::: Source data :::
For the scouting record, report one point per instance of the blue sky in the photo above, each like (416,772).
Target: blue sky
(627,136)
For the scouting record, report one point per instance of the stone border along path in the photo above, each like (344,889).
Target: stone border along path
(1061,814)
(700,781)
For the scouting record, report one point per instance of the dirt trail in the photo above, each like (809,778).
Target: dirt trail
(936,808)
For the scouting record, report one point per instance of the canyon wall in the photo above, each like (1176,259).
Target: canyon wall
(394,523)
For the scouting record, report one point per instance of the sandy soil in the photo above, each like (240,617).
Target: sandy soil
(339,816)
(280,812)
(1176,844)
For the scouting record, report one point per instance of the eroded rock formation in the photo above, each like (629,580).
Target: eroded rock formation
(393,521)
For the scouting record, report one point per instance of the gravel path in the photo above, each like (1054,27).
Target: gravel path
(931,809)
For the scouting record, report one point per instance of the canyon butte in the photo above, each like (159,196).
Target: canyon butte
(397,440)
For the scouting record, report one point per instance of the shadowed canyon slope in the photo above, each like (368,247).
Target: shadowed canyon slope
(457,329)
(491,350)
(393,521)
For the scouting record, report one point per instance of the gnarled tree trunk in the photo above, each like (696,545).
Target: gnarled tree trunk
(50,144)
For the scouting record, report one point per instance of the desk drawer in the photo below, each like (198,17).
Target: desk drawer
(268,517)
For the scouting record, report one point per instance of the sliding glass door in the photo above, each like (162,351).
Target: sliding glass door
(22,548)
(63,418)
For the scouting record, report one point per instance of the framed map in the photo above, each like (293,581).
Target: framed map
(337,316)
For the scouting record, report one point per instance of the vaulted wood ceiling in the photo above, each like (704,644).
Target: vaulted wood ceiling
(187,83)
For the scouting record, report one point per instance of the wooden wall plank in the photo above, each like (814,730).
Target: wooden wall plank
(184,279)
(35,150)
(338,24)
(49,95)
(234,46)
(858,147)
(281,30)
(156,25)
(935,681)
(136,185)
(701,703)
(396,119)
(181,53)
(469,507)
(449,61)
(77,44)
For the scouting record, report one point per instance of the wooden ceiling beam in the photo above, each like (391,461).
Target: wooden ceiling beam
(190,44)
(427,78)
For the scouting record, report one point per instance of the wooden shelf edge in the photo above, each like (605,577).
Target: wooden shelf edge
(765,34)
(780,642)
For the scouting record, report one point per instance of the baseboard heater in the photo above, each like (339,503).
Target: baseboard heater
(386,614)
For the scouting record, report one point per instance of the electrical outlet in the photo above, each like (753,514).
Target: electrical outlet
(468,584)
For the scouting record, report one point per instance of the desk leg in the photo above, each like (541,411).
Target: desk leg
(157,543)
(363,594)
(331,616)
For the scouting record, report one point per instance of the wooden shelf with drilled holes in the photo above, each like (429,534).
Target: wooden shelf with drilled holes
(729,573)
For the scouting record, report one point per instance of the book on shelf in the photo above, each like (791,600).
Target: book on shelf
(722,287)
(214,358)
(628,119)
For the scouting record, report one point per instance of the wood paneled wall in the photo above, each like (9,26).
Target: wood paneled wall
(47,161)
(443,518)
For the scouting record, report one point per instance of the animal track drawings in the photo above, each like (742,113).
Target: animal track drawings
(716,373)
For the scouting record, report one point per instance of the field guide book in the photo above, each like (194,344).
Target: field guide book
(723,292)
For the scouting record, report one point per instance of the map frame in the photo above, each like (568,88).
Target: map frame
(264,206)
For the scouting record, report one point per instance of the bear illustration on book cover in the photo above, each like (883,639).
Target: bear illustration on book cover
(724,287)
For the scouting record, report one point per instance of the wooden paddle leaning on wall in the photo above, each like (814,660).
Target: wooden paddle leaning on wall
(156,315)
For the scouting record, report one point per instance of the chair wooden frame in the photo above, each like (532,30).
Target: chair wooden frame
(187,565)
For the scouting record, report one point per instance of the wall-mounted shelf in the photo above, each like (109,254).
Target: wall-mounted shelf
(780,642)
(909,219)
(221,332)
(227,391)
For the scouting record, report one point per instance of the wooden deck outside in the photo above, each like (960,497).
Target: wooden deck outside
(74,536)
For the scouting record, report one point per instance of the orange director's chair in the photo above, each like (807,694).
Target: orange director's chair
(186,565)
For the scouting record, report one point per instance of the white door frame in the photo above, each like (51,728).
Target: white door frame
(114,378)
:::
*Exercise objective*:
Exactly the lines from the one containing "Target: orange director's chair" through the end of the records should be reproduced, and no others.

*Answer to this exercise*:
Target: orange director's chair
(186,565)
For the scouting record, report one point per instance of the white door frame in the photo above, each like (51,728).
Target: white door frame
(114,378)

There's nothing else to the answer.